> **Prompt A**: Copy out the rows below word for word, starting with the first row and ending with the line that contains "[462,391,800,452]", including both ends.
— START OF Reading passage —
Lets find top 4 scores of each model

In [117]:
df_cons_scores.sort_values(by='mean_test_score',ascending=False).groupby(['algo']).head(4)

In [118]:
df_cons_scores.sort_values(by='mean_test_score',ascending=False).head(20)

In [119]:
plt.scatter(df_cons_scores['std_test_score'],df_cons_scores['mean_test_score'])

Using Plotly since it provides interactive graphs - so that we can see what the values for the points of our interest are.

In [14]:
import plotly.express as px

In [120]:
fig = px.scatter(df_cons_scores, x="std_test_score", y="mean_test_score")
fig.show()

**Note** Plotly graphs appear blank when viewing previously run notebook

**Observations:** We can see that 'mean_test_score' of 0.803311 has 'std_test_score' of 0.005255258 seems to be the overall best score with least std. deviation. So we will check which algorithm and what parameters got this score. From the the df_cons_scores sorted above, we can see that it is the 2nd entry from top (index 241)

In [121]:
df_cons_scores.iloc[241].values

Thus, XGBoostClassifier with parameters ['booster': 'gbtree', 'colsample_bytree': 0.4, 'eval_metric': 'auc',  'learning_rate': 0.01, 'max_depth': 3, 'min_child_weight': 5, 'n_estimators': 3000, 'objective': 'binary:logistic', 'random_state': 42] got us the best score. Now we will train our final model using this.
— END OF Reading passage —
— START OF Material to process —
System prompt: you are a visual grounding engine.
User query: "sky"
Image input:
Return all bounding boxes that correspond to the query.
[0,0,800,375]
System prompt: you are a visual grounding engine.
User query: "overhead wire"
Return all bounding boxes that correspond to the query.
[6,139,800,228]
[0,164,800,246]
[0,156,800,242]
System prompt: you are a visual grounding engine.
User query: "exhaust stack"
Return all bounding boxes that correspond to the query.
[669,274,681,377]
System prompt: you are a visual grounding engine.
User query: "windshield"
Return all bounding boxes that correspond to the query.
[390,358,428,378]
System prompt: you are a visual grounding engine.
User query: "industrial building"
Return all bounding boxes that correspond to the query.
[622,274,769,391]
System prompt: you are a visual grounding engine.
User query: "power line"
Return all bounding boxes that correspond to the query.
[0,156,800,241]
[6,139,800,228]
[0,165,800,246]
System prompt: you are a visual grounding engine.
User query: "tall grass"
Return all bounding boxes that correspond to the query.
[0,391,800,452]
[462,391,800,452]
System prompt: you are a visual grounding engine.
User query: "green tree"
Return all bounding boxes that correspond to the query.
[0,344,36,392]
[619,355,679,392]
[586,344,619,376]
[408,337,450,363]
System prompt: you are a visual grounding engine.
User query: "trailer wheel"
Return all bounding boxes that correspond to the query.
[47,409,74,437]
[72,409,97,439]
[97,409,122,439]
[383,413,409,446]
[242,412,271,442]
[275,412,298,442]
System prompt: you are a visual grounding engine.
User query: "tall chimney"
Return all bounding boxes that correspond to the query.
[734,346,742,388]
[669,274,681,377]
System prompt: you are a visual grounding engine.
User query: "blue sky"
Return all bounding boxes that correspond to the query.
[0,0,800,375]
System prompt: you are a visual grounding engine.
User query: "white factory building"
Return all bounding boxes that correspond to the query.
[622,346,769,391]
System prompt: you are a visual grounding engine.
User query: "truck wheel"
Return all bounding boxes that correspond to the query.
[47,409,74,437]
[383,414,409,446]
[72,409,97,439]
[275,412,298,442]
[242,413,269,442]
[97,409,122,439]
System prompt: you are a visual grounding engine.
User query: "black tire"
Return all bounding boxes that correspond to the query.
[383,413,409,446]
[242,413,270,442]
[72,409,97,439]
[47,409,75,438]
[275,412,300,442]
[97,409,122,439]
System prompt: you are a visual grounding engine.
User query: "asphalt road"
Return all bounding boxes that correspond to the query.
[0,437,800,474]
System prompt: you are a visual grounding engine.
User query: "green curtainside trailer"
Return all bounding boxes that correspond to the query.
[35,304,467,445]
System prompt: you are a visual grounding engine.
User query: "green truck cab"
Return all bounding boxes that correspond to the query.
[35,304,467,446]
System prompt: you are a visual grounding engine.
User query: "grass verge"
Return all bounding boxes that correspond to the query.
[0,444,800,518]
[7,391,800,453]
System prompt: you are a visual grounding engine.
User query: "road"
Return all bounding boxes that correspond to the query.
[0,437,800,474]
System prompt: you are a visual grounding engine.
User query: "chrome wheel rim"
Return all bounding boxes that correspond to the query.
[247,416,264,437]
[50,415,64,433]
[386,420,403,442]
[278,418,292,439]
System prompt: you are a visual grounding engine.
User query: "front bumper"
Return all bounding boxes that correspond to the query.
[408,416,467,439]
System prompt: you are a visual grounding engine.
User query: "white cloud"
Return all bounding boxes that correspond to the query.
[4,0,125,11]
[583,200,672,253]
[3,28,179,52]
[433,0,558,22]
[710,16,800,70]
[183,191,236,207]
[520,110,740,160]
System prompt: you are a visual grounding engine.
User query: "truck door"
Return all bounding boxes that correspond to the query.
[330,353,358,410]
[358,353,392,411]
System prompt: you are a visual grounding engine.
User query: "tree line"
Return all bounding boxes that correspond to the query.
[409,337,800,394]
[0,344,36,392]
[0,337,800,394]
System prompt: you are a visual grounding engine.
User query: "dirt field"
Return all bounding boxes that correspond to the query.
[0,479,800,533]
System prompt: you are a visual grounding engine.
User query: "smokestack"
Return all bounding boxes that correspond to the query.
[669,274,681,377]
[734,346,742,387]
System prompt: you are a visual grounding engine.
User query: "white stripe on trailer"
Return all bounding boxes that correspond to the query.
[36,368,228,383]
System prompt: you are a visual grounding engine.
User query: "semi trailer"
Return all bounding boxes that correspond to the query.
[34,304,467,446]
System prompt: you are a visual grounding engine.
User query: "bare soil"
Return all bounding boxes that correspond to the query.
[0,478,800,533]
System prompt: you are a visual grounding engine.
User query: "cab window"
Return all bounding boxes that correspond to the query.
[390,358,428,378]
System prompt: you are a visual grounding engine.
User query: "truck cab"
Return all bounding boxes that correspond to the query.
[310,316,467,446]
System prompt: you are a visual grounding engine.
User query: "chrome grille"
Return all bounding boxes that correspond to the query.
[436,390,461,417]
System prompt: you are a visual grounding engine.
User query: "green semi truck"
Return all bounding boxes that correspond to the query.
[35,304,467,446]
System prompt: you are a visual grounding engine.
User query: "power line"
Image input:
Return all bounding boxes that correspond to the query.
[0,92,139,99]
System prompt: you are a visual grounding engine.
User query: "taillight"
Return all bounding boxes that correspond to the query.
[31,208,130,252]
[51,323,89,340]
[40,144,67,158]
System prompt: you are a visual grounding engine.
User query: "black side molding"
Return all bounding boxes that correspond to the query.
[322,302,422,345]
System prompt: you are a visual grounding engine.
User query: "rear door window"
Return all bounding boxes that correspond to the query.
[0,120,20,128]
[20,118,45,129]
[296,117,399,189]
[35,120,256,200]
— END OF Material to process —
> **Prompt B**: Write the next part of the notebook passage above on ranking model test scores, picking up after its final sentence.

> **Exercise response A**:
System prompt: you are a visual grounding engine.
User query: "sky"
Image input:
Return all bounding boxes that correspond to the query.
[0,0,800,375]
System prompt: you are a visual grounding engine.
User query: "overhead wire"
Return all bounding boxes that correspond to the query.
[6,139,800,228]
[0,164,800,246]
[0,156,800,242]
System prompt: you are a visual grounding engine.
User query: "exhaust stack"
Return all bounding boxes that correspond to the query.
[669,274,681,377]
System prompt: you are a visual grounding engine.
User query: "windshield"
Return all bounding boxes that correspond to the query.
[390,358,428,378]
System prompt: you are a visual grounding engine.
User query: "industrial building"
Return all bounding boxes that correspond to the query.
[622,274,769,391]
System prompt: you are a visual grounding engine.
User query: "power line"
Return all bounding boxes that correspond to the query.
[0,156,800,241]
[6,139,800,228]
[0,165,800,246]
System prompt: you are a visual grounding engine.
User query: "tall grass"
Return all bounding boxes that correspond to the query.
[0,391,800,452]
[462,391,800,452]

> **Exercise response B**:
In [51]:
def parse_xgb_output(output):
    results = []

    for line in output.stdout.strip().split('\n'):
        it_line, train_line, val_line = line.split('\t')

        it = int(it_line.strip('[]'))
        train = float(train_line.split(':')[1])
        val = float(val_line.split(':')[1])

        results.append((it, train, val))
    
    columns = ['num_iter', 'train_auc', 'val_auc']
    df_results = pd.DataFrame(results, columns=columns)
    return df_results

In [53]:
%%capture output

drop_features = 'job'

xgb_params = {
    'seed': 42, 
    'eval_metric': 'auc', 
    'n_jobs': -1,
    'booster': 'gbtree', 
    'colsample_bytree': 0.4,
    'learning_rate': 0.01, 
    'max_depth': 3, 
    'min_child_weight': 5, 
#     'n_estimators': 3000, 
    'objective': 'binary:logistic', 
    'random_state': 42,
}

poly = preprocessing.PolynomialFeatures(degree=3, interaction_only=True, include_bias=False)

df_train_copy = df_train.copy()
df_train_copy.drop(drop_features,axis=1,inplace=True)
df_val_copy = df_val.copy()
df_val_copy.drop(drop_features,axis=1,inplace=True)

num_cols = list(df_train_copy.columns[df_train_copy.dtypes != 'object'])
X_train_num = poly.fit_transform(df_train_copy[num_cols])
df_train_poly = pd.DataFrame(X_train_num, columns=[f"poly_{i}" for i in range(X_train_num.shape[1])])
df_train_copy.drop(num_cols,axis=1,inplace=True)
poly_cols = list(df_train_poly.columns.values)
df_train_copy[poly_cols] = df_train_poly[poly_cols]

X_val_num = poly.transform(df_val_copy[num_cols])
df_val_poly = pd.DataFrame(X_val_num, columns=[f"poly_{i}" for i in range(X_val_num.shape[1])])
df_val_copy.drop(num_cols,axis=1,inplace=True)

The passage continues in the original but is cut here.